Pointing records
━━━
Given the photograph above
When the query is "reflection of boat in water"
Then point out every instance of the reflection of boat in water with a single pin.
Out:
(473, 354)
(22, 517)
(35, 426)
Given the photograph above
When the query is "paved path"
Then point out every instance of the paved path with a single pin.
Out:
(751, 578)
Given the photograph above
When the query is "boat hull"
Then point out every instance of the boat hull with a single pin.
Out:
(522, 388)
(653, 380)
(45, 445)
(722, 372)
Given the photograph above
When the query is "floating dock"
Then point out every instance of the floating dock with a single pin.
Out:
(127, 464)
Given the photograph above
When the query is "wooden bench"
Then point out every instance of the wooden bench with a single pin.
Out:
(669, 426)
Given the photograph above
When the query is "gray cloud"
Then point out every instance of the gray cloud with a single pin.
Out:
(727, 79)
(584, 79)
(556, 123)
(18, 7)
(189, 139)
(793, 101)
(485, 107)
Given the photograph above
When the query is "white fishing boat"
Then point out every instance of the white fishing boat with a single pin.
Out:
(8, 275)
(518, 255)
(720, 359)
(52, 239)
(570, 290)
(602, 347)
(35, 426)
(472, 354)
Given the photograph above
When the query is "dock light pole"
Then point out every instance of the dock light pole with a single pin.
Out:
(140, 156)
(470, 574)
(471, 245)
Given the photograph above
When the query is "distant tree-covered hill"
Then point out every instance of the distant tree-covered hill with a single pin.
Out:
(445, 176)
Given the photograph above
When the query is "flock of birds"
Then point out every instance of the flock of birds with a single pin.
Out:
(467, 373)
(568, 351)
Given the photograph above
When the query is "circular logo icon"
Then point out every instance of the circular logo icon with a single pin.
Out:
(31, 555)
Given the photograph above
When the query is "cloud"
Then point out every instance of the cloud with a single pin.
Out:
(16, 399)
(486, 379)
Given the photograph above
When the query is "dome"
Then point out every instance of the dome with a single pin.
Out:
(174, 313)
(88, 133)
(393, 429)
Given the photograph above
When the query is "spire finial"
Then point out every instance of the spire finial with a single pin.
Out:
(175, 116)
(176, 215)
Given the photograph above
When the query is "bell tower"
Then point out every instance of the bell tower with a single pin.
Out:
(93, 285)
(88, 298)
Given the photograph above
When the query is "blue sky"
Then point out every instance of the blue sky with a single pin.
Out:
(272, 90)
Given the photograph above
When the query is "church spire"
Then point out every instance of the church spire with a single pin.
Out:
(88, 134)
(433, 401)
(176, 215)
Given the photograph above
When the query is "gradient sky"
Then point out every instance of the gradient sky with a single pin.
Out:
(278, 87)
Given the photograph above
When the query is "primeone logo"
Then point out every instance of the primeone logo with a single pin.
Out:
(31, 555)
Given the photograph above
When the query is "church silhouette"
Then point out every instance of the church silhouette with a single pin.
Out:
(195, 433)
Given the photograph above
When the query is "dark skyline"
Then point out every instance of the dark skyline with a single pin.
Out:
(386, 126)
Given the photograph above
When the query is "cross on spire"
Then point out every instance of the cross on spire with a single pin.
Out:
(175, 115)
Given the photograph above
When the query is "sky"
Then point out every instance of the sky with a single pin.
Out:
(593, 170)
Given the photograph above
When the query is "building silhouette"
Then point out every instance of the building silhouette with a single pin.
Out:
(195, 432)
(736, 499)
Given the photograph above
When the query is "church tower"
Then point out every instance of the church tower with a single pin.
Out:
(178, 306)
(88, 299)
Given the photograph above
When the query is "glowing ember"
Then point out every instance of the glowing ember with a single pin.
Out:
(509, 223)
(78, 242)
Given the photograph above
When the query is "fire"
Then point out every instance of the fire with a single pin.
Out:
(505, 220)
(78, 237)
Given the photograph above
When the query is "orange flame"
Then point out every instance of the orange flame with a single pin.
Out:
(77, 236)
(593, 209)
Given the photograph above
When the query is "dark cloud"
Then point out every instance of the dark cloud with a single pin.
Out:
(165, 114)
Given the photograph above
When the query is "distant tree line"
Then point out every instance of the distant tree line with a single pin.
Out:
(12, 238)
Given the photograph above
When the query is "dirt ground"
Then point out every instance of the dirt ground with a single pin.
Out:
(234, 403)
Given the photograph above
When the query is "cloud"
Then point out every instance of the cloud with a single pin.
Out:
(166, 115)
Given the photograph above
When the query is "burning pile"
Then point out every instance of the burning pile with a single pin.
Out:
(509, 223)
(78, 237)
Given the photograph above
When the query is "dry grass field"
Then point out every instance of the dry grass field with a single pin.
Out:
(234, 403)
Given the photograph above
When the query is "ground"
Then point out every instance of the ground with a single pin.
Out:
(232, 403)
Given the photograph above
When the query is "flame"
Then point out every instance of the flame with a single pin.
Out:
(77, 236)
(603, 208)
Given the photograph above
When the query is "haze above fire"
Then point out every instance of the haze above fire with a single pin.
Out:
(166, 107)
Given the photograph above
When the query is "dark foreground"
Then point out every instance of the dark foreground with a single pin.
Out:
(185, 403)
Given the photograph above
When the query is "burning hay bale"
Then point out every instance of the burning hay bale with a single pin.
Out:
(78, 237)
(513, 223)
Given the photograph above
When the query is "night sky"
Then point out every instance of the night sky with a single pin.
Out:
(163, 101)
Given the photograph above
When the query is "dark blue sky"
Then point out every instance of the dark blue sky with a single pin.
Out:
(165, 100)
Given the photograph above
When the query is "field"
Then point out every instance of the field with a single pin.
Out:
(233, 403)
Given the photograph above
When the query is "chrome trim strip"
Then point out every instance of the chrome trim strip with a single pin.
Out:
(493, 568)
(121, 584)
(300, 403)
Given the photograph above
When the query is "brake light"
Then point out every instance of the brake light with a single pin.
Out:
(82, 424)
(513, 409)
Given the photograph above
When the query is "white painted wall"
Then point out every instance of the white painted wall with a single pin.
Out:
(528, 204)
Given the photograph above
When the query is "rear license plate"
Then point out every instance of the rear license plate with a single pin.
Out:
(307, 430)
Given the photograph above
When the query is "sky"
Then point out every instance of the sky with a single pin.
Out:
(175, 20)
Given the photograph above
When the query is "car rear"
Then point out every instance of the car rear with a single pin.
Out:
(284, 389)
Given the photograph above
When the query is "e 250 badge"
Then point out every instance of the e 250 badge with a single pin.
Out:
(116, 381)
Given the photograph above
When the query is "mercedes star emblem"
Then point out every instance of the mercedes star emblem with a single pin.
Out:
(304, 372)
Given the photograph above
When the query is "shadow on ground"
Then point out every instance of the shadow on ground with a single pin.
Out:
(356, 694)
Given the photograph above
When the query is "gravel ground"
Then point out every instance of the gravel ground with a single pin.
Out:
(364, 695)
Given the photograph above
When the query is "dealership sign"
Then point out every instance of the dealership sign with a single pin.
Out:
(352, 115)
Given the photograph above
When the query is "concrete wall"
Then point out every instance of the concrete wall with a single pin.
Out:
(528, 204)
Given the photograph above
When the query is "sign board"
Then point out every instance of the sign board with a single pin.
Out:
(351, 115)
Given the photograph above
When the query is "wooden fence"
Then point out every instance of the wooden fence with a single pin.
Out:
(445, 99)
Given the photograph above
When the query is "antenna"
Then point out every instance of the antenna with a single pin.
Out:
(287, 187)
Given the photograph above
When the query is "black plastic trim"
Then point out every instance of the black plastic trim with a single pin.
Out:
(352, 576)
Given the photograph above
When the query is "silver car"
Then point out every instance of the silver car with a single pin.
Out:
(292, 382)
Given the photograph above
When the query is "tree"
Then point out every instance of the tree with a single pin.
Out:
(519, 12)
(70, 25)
━━━
The records above should be restated word for word, please.

[ANSWER TO THE PROBLEM]
Given the photograph above
When the query is "reflection of boat in water"
Then point out every instance of the reflection of boat in water with a single pin.
Out:
(473, 354)
(22, 517)
(35, 426)
Given the photograph above
When the query is "paved path"
Then point out every instance of the paved path with a single pin.
Out:
(751, 578)
Given the photograph above
When the query is "boat hull"
Then point out every instance of the boat hull with a single pin.
Out:
(522, 388)
(653, 380)
(45, 445)
(722, 372)
Given the photograph above
When the query is "floating dock"
Then point out every instance of the floating dock with a single pin.
Out:
(127, 464)
Given the photograph above
When the query is "wooden bench"
Then point out every instance of the wooden bench with a single pin.
Out:
(669, 426)
Given the photograph above
When the query is "gray cloud"
Then point out every instance of the gray cloud with a single pin.
Out:
(727, 79)
(584, 79)
(556, 123)
(18, 7)
(189, 139)
(793, 101)
(485, 107)
Given the photograph above
When the query is "white fishing boat"
Then point out every instance of the white fishing boat with a single pin.
Out:
(8, 275)
(518, 255)
(720, 359)
(52, 239)
(570, 290)
(602, 347)
(35, 426)
(472, 354)
Given the photograph above
When the query is "dock light pole"
Then point out every instance of the dock light pole with a single pin.
Out:
(140, 156)
(470, 574)
(471, 245)
Given the photograph above
When the query is "distant tree-covered hill"
Then point out every instance of the distant tree-covered hill with a single pin.
Out:
(445, 176)
Given the photograph above
When the query is "flock of birds"
Then point out every instance of the flock of birds with a single pin.
Out:
(467, 373)
(568, 351)
Given the photograph above
When the query is "circular logo icon"
Then point out every instance of the circular logo icon with a single pin.
Out:
(31, 555)
Given the photograph above
When the query is "cloud"
Then point out every instance of the cloud with a single pin.
Out:
(16, 399)
(486, 379)
Given the photograph above
When the query is "dome"
Then point out every instance of the dome with a single pin.
Out:
(174, 313)
(88, 133)
(393, 429)
Given the photograph above
When the query is "spire finial"
Then point out every instance of the spire finial with a single pin.
Out:
(175, 116)
(176, 215)
Given the photograph above
When the query is "bell tower"
Then point out every instance of the bell tower with a single pin.
Out:
(93, 285)
(88, 298)
Given the photograph above
When the query is "blue sky"
Then point out every instance of the blue sky with a single pin.
Out:
(272, 90)
Given the photograph above
When the query is "church spire"
Then point out every instance of the church spire with a single pin.
Out:
(88, 134)
(433, 401)
(176, 215)
Given the photograph above
When the query is "gradient sky"
Then point out every instance of the gradient sky with a single pin.
Out:
(278, 87)
Given the photograph above
When the query is "primeone logo"
Then point out every instance of the primeone logo with a single pin.
Out:
(31, 555)
Given the photograph above
When the query is "church silhouette"
Then point out every instance of the church silhouette with a single pin.
Out:
(195, 433)
Given the photograph above
When the query is "dark skyline"
Then point out every instance of the dark skyline with a single pin.
Out:
(386, 126)
Given the photograph above
When the query is "cross on spire"
Then point out every instance of the cross on spire with a single pin.
Out:
(175, 115)
Given the photograph above
When the query is "sky"
Then point out every instance of the sky with a single pin.
Out:
(593, 170)
Given the photograph above
When the query is "building silhouette"
Then point out every instance of the building silhouette with a single pin.
Out:
(195, 432)
(736, 499)
Given the photograph above
When the query is "church tower"
Then point out every instance of the church tower with a single pin.
Out:
(178, 306)
(88, 299)
Given the photograph above
When the query is "glowing ember"
Then point out every instance of the glowing ember with a single pin.
Out:
(509, 223)
(78, 242)
Given the photograph above
When the query is "fire"
Then point out every instance of the fire with a single pin.
Out:
(505, 220)
(78, 237)
Given the photograph above
When the query is "orange flame"
Then point out every instance of the orange flame with a single pin.
Out:
(77, 236)
(593, 209)
Given the photograph above
When the query is "dark cloud"
Then point out every instance of the dark cloud with a single pin.
Out:
(165, 114)
Given the photograph above
When the query is "distant tree line"
Then point out every instance of the distant tree line with a single pin.
Out:
(12, 238)
Given the photograph above
When the query is "dirt ground"
Then point out every instance of the dirt ground with a single pin.
Out:
(234, 403)
Given the photograph above
When the query is "cloud"
Then point out every instance of the cloud with a single pin.
Out:
(166, 115)
Given the photograph above
When the query is "burning pile"
Then point out every instance of the burning pile with a single pin.
Out:
(509, 223)
(78, 237)
Given the photograph above
When the query is "dry grass field"
Then point out every instance of the dry grass field with a single pin.
Out:
(234, 403)
Given the photograph above
When the query is "ground"
Then point out every instance of the ground with a single pin.
Out:
(232, 403)
Given the photograph above
When the query is "flame"
Then point out every instance of the flame with a single pin.
Out:
(77, 236)
(603, 208)
Given the photograph above
When the query is "haze above fire"
Then point out every instance of the haze above fire with a single pin.
Out:
(166, 107)
Given the photograph above
When the query is "dark foreground"
Then point out every instance of the dark foreground with a single pin.
Out:
(185, 403)
Given the photograph above
When the query is "burning hay bale"
Then point out every instance of the burning hay bale with a single pin.
Out:
(78, 237)
(513, 223)
Given the photograph above
When the query is "night sky"
Then point out every instance of the night sky with a single pin.
Out:
(163, 101)
Given the photograph above
When the query is "dark blue sky"
Then point out every instance of the dark blue sky with a single pin.
Out:
(165, 100)
Given the photograph above
When the query is "field"
Then point out every instance of the field with a single pin.
Out:
(233, 403)
Given the photograph above
When the query is "chrome trim strip"
Then point out every instance of the chrome trim strip with a single pin.
Out:
(493, 568)
(121, 584)
(300, 403)
Given the photograph above
When the query is "brake light"
Then point out every instance of the brake light with a single pin.
Out:
(82, 424)
(513, 409)
Given the photograph above
When the query is "white painted wall"
Then point out every instance of the white painted wall with a single pin.
Out:
(528, 204)
Given the photograph above
When the query is "rear license plate"
Then point out every instance of the rear license plate with a single pin.
Out:
(307, 430)
Given the photograph above
When the query is "sky"
Then point out every instance of the sky with a single pin.
Out:
(175, 20)
Given the photograph above
When the query is "car rear"
Then point out every instance of the car rear with a single pin.
Out:
(284, 389)
Given the photograph above
When the query is "e 250 badge"
Then point out every instance of the e 250 badge with a single pin.
Out:
(116, 381)
Given the photograph above
When the query is "mercedes star emblem"
Then point out every instance of the mercedes star emblem with a single pin.
Out:
(304, 372)
Given the photograph above
When the query is "shadow on ground"
Then point out every instance of the shadow on ground with a single pin.
Out:
(356, 694)
Given the photograph above
When the query is "gravel ground"
Then point out every instance of the gravel ground with a single pin.
Out:
(364, 695)
Given the photograph above
When the query is "dealership sign"
Then point out every instance of the dealership sign with a single pin.
Out:
(352, 115)
Given the photograph above
When the query is "concrete wall"
Then point out every instance of the concrete wall with a single pin.
Out:
(528, 204)
Given the photograph above
When the query is "sign board"
Then point out every instance of the sign board with a single pin.
Out:
(351, 115)
Given the photograph above
When the query is "wooden fence"
Then point out every instance of the wooden fence with a single pin.
Out:
(445, 99)
Given the photograph above
When the query is "antenna"
Then point out every instance of the antenna with a single pin.
Out:
(287, 187)
Given the photograph above
When the query is "black plastic trim"
Then point out every instance of the black plastic trim with a single pin.
Out:
(352, 576)
Given the photograph above
When the query is "silver car"
Then point out every instance of the silver car with a single pin.
Out:
(292, 382)
Given the photograph above
When the query is "tree"
Then point out every instance of the tree with a single pin.
Out:
(519, 12)
(70, 25)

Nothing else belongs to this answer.